▸ **Problem statement**: Read the data, and whenever a line holds the word "flower", report that line.

▸ **Stored data**:
[Start of Attachment]

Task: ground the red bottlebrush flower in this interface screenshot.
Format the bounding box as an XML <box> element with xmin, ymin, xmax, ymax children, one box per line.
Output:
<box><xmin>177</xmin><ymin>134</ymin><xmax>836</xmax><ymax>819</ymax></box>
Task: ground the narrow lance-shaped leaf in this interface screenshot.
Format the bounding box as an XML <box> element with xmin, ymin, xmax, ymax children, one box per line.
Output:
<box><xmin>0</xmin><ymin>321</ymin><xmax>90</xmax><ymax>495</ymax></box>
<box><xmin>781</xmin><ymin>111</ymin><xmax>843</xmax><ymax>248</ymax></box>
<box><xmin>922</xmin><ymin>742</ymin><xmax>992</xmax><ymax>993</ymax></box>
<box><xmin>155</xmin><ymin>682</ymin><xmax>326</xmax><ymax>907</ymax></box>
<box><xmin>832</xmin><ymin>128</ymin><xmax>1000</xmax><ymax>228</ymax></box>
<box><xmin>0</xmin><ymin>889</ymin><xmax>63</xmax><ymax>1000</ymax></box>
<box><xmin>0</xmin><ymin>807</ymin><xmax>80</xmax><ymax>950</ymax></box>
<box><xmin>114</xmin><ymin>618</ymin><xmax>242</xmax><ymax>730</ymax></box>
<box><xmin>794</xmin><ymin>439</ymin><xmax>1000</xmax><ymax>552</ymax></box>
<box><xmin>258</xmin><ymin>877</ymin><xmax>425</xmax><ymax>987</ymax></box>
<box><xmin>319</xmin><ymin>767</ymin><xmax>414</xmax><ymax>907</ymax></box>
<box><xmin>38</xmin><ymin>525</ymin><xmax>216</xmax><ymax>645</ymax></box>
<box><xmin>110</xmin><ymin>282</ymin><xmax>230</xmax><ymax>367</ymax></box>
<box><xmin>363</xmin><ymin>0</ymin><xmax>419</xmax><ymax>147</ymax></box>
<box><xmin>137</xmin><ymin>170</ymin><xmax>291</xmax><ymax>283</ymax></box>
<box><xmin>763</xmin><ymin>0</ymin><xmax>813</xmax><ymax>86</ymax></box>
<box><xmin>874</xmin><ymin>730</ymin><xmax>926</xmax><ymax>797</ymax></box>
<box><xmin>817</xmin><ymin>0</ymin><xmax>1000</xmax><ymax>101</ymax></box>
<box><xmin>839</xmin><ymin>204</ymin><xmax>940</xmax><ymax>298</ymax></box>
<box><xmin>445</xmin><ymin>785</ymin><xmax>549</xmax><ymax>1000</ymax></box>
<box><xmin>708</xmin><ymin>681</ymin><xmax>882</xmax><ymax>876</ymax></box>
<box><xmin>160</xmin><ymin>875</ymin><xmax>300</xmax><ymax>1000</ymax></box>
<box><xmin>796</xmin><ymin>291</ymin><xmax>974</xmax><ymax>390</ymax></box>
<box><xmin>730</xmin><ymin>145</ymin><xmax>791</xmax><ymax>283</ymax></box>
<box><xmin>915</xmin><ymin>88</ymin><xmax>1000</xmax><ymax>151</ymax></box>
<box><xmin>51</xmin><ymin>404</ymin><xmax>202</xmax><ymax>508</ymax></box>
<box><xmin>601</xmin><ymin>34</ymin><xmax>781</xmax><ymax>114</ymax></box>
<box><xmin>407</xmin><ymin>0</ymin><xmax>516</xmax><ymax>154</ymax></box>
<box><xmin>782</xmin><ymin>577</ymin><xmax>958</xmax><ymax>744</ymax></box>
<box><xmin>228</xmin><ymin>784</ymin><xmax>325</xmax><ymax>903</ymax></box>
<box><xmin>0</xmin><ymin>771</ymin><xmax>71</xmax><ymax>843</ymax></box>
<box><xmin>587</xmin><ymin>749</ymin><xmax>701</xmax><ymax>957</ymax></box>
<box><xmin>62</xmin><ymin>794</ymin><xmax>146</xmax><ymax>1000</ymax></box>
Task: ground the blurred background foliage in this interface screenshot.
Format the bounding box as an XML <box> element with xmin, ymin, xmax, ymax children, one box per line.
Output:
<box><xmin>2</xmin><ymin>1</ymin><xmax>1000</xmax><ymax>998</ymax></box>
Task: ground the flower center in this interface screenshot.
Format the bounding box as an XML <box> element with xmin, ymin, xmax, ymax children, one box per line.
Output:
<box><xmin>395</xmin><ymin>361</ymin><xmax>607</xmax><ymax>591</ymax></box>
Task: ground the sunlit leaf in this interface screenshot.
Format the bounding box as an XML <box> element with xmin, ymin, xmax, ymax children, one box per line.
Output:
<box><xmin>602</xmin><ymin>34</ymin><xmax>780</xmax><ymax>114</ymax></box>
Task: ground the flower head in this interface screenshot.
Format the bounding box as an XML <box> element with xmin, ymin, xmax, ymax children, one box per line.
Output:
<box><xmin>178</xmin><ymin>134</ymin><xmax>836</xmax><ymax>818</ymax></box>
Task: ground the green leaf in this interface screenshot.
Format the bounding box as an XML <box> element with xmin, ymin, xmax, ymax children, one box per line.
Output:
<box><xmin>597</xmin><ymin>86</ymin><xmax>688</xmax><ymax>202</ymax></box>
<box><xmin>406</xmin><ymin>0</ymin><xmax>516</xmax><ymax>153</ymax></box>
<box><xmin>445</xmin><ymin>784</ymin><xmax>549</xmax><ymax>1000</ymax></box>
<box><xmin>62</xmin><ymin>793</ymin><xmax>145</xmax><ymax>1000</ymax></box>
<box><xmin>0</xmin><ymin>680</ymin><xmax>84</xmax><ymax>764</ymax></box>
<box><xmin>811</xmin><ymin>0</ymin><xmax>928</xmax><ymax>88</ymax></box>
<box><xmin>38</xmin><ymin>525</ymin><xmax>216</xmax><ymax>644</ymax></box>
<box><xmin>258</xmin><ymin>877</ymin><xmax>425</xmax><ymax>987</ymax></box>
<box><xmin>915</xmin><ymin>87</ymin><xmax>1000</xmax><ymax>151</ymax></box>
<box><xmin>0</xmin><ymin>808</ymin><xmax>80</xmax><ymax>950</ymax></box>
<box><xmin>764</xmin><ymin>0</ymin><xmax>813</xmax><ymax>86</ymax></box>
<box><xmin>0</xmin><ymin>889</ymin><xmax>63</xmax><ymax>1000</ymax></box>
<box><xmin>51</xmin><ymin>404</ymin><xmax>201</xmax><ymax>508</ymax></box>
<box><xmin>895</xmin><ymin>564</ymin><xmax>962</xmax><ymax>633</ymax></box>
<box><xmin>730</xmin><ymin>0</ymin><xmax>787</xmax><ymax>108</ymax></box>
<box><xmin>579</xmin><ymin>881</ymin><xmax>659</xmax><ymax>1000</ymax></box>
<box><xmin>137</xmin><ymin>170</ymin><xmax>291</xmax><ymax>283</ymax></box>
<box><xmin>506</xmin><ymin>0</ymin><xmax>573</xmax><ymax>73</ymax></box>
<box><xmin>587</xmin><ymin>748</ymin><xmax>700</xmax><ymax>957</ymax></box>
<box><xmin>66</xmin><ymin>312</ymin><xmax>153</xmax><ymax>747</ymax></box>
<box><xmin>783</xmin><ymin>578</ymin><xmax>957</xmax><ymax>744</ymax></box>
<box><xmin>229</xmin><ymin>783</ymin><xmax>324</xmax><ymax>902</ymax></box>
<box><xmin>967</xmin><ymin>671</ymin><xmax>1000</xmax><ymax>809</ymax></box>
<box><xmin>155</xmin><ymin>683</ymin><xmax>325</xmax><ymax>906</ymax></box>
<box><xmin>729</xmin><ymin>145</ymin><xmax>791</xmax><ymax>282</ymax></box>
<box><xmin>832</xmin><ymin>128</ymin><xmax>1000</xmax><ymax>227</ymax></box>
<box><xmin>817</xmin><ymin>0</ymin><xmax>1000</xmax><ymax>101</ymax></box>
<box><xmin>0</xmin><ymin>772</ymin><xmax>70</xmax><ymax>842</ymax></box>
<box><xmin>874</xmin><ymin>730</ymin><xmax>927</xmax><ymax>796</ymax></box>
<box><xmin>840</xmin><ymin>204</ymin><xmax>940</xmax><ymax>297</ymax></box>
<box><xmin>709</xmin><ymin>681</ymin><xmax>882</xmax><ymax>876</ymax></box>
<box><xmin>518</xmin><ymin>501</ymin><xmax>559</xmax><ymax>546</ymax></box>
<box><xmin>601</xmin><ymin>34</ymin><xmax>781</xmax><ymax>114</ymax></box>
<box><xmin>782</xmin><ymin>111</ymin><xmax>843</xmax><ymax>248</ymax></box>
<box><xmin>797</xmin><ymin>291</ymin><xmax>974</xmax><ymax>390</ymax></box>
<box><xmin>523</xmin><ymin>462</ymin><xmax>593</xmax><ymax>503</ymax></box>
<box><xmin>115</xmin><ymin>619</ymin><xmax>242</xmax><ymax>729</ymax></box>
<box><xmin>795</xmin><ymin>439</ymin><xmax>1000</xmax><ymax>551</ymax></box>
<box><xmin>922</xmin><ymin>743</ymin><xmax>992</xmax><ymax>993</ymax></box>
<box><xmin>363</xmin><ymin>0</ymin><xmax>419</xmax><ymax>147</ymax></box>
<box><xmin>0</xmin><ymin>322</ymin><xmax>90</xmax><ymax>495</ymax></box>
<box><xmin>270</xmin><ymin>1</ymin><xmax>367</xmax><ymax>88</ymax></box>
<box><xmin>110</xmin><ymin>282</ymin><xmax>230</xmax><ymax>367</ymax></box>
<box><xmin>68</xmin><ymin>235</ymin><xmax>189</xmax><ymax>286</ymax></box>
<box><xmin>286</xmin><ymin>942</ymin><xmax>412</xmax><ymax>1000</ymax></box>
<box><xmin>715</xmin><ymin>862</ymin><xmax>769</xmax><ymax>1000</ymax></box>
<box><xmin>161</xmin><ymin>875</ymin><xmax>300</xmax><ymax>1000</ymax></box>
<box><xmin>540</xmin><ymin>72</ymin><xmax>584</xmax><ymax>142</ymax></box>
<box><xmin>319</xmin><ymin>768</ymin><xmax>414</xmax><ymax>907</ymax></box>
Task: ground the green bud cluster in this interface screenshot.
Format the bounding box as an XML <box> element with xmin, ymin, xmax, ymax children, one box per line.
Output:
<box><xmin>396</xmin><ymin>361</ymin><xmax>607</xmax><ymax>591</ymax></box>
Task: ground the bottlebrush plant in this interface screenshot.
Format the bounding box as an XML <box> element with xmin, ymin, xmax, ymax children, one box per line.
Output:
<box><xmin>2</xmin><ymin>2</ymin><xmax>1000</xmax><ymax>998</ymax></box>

[End of Attachment]

▸ **Answer space**:
Task: ground the red bottlebrush flower in this interface screenshot.
Task: ground the flower center in this interface screenshot.
Task: ground the flower head in this interface screenshot.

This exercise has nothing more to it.